EXERCISE AIM.
Copy the entries below word for word, omitting the pictures.

--- START EXERCISE DATA ---

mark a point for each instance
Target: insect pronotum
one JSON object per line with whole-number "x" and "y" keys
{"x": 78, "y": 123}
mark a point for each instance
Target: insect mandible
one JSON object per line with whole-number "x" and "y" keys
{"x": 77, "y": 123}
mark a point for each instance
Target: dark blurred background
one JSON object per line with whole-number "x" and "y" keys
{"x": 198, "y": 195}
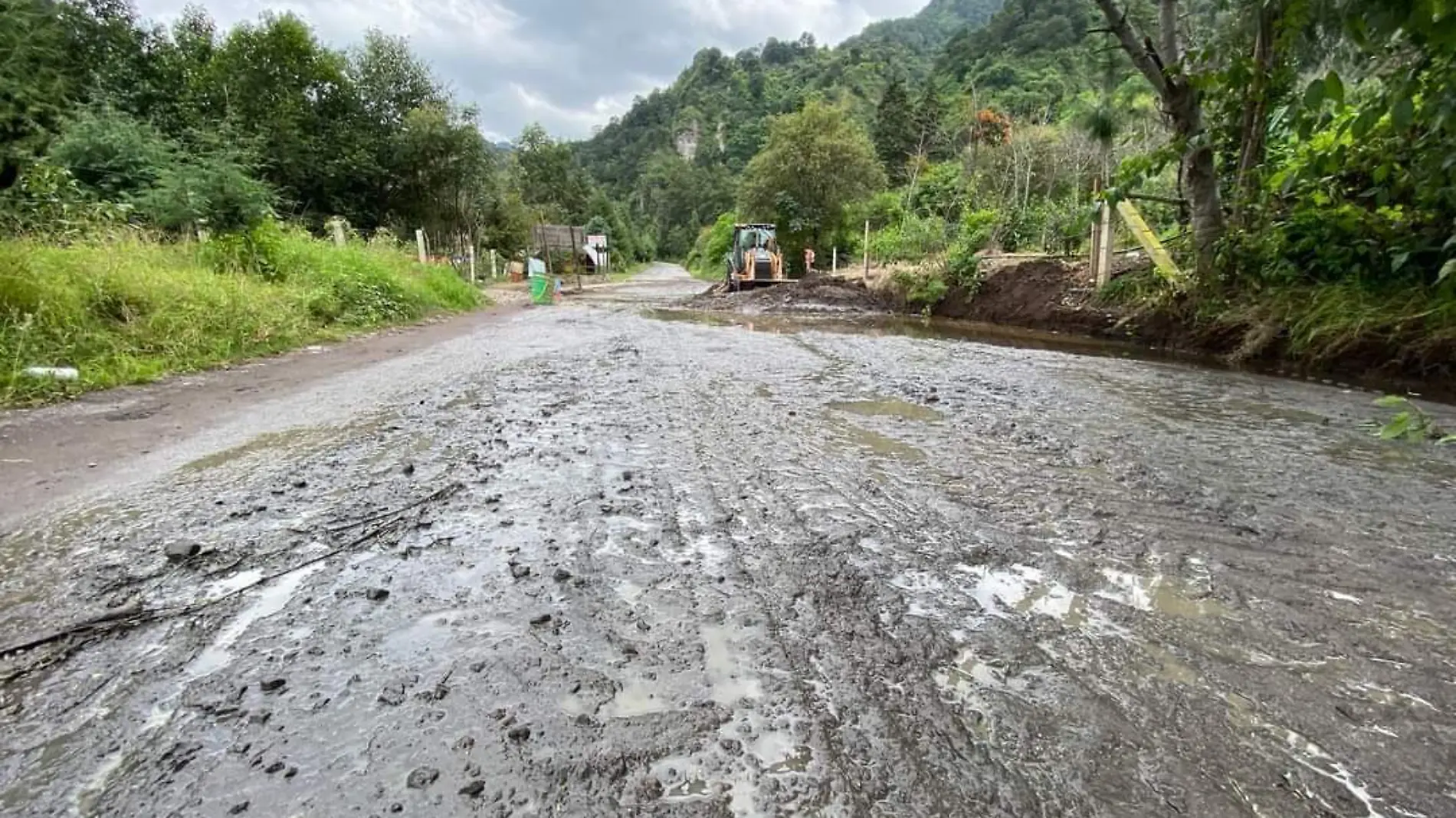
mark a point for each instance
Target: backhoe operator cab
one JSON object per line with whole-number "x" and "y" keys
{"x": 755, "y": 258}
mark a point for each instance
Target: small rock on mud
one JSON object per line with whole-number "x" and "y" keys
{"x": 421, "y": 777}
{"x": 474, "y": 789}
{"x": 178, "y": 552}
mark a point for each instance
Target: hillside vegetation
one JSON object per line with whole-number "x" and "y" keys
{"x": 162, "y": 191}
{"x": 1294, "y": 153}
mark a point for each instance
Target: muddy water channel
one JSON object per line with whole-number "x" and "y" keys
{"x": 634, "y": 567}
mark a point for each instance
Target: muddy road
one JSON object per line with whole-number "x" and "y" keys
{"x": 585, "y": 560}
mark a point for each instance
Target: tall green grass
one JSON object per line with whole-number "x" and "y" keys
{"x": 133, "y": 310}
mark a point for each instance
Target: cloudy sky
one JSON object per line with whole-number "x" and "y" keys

--- END EXERCISE DATA ---

COMPLETE ANSWER.
mark a point for each instance
Target: insect pronotum
one JSON object per line with whole-number "x" and "y" keys
{"x": 78, "y": 123}
mark a point for each instance
Target: insect mandible
one JSON object per line with whole-number "x" and "y" keys
{"x": 77, "y": 123}
mark a point for each instance
Target: dark blurred background
one JSON object per line with whole-number "x" and "y" keys
{"x": 198, "y": 195}
mark a point for each instance
Target: backhoe operator cab
one JSON object per line with whole-number "x" and "y" keys
{"x": 755, "y": 258}
mark a point for each instance
Target: small rock on mud
one JSON object per line with whole-number "x" and "y" keys
{"x": 421, "y": 777}
{"x": 474, "y": 789}
{"x": 178, "y": 552}
mark a point for each instance
Target: hillside vegetation
one JSON object per line with whole-number "x" and "y" keys
{"x": 162, "y": 191}
{"x": 1294, "y": 153}
mark a point for each instance
Target: muddy water channel
one JSON object per line with whole-number "x" and "y" keys
{"x": 634, "y": 567}
mark a point for each instance
Target: muddy road
one JSON object per line with whole-number "x" and "y" keys
{"x": 585, "y": 560}
mark a point for each instance
Target: tall green grass
one JSON object per line with whole-number "x" and "y" keys
{"x": 133, "y": 310}
mark a point for each instance
Target: cloudy sky
one JSON object per line with whole-number "x" and "y" keys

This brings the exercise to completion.